— START OF Extracted records —
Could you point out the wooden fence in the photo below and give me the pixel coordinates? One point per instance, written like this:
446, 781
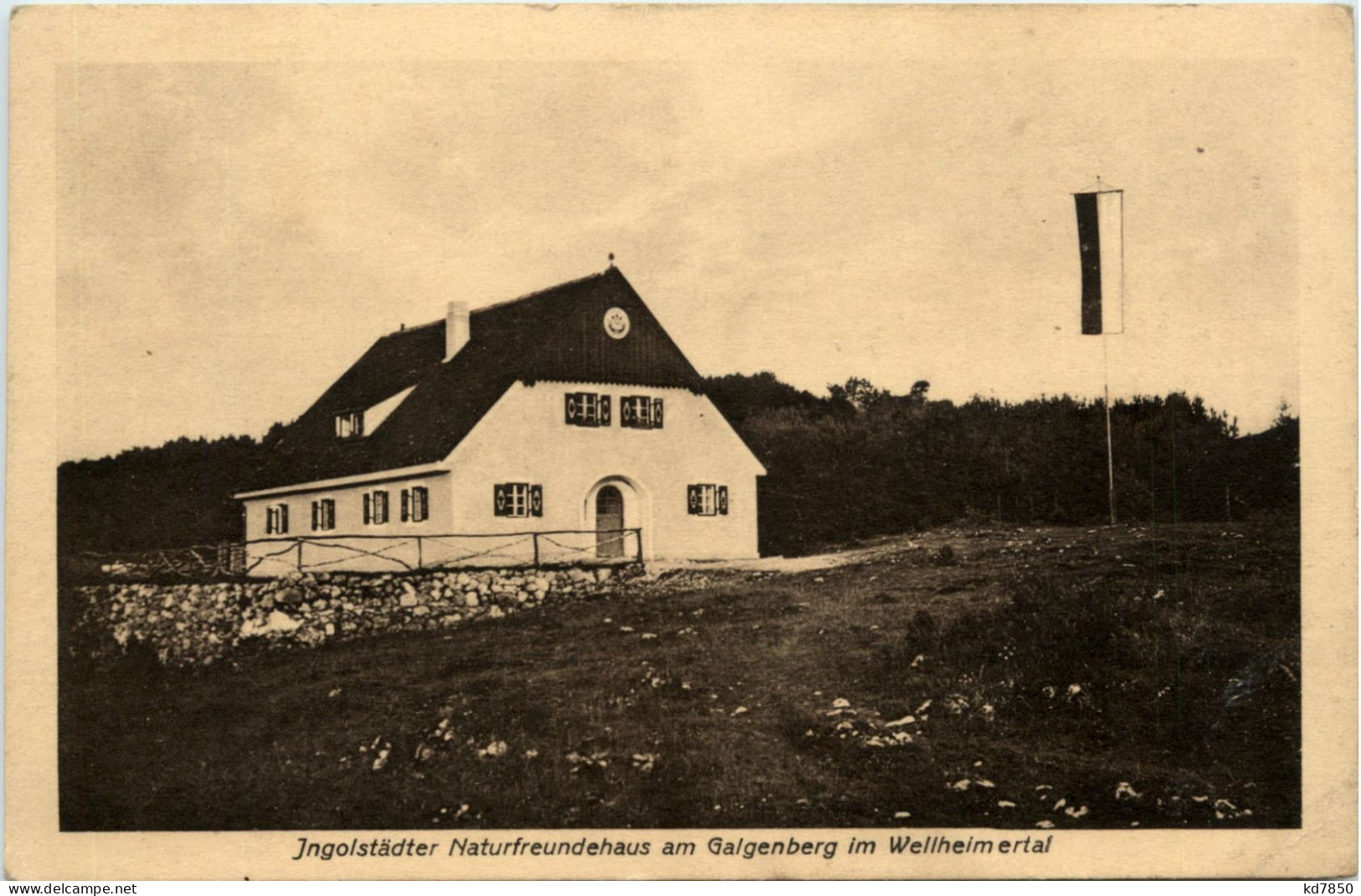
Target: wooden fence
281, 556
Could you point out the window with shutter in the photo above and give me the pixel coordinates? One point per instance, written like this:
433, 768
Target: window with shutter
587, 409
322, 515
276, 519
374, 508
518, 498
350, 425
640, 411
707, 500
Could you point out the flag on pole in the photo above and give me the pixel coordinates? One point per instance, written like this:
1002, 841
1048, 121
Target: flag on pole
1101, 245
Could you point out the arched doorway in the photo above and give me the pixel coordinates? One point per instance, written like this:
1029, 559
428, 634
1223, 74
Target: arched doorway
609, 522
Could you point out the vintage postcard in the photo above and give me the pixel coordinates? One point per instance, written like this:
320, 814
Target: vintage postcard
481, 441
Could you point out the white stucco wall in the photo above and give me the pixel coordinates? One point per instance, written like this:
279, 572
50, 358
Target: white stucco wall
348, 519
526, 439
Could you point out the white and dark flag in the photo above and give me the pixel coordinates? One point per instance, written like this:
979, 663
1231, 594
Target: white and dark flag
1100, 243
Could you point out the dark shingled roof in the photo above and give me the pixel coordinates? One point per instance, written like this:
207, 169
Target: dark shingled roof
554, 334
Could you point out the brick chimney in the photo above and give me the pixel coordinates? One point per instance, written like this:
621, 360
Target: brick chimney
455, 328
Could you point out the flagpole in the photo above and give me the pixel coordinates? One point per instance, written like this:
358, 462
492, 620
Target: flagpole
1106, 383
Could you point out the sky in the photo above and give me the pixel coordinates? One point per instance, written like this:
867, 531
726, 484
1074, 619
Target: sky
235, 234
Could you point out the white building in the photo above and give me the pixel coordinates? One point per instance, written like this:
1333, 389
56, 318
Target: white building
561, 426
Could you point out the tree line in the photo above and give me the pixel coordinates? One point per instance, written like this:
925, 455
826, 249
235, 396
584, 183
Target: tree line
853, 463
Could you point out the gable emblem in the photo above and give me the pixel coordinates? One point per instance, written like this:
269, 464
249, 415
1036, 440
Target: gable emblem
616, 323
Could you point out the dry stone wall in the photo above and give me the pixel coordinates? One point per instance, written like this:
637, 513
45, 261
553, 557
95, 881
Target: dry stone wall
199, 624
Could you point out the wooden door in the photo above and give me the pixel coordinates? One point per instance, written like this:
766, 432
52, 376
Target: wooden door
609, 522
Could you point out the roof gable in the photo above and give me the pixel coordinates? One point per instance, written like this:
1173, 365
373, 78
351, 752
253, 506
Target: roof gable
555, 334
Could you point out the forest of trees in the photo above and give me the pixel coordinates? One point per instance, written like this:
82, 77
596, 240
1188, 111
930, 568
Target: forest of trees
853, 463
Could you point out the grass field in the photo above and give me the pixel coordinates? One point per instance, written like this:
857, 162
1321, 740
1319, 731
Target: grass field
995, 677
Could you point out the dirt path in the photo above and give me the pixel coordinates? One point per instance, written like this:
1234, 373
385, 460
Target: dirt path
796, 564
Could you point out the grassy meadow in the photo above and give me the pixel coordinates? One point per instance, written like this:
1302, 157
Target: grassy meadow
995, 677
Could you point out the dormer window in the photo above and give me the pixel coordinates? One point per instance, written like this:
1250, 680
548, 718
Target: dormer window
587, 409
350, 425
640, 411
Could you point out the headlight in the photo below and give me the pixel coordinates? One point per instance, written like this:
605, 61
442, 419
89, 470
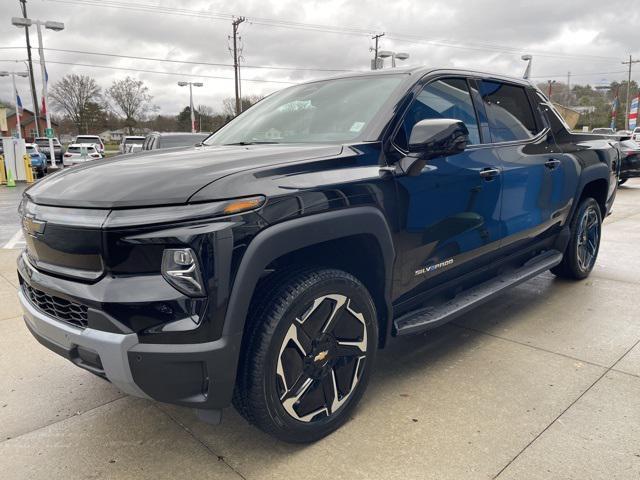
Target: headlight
— END OF Extracted records —
_Exercise instructions_
No pictures belong in the copy: reproduce exactly the lines above from the one that contains "Could you point out the tree" through the last line of the entries.

_Written response_
Could you point out the tree line in the photo above and give me the pixel coordinates? One point per instance, written like this:
925, 455
826, 249
235, 396
584, 183
Target: tree line
853, 463
Could you point out the gable emblem in the photo above and give me the pixel coordinates? One point per instance, written like this:
269, 464
249, 415
1036, 440
Target: gable emblem
616, 323
Could you point out the dry stone wall in the photo above and give me the pixel coordinates? One point per instance, written like this:
637, 513
45, 261
553, 557
95, 881
Target: dry stone wall
199, 624
Could you point out the wooden door in the photo above and give me the pixel coordinates? One point per instance, written like this:
766, 432
52, 376
Target: wooden door
609, 522
Could you point out the roof gable in the photo above and give me the pixel coordinates? One point per instance, written like this:
1173, 365
373, 78
351, 752
253, 506
Target: roof gable
555, 334
Could you point out the forest of trees in the photo above and give me the pixel coordinates? One point per instance, written like this:
82, 77
596, 240
1188, 111
930, 568
Target: forest of trees
853, 463
Could you point out the grass field in the photo above and give me the pixel coordinates? One point per instance, written like this:
857, 162
1321, 740
1319, 731
Target: grass field
995, 677
Could you point out the dirt path in the photo above and give me the pixel coordinates? One point per instance, written like this:
1234, 373
385, 460
Target: dirt path
796, 564
Could you point out the grassy meadow in the photo above and give me the pixel coordinates? One point per instance, written like this:
1302, 157
Target: grassy meadow
995, 677
Could you point out the dormer window in the photo above and give me the pixel coordinates? One point per instance, written like this:
1250, 680
548, 718
Target: dormer window
587, 409
350, 425
640, 411
Could you point out the headlight in the photo below and give me the pixel coordinates? One point per instance, written like this:
605, 61
442, 419
89, 470
Target: headlight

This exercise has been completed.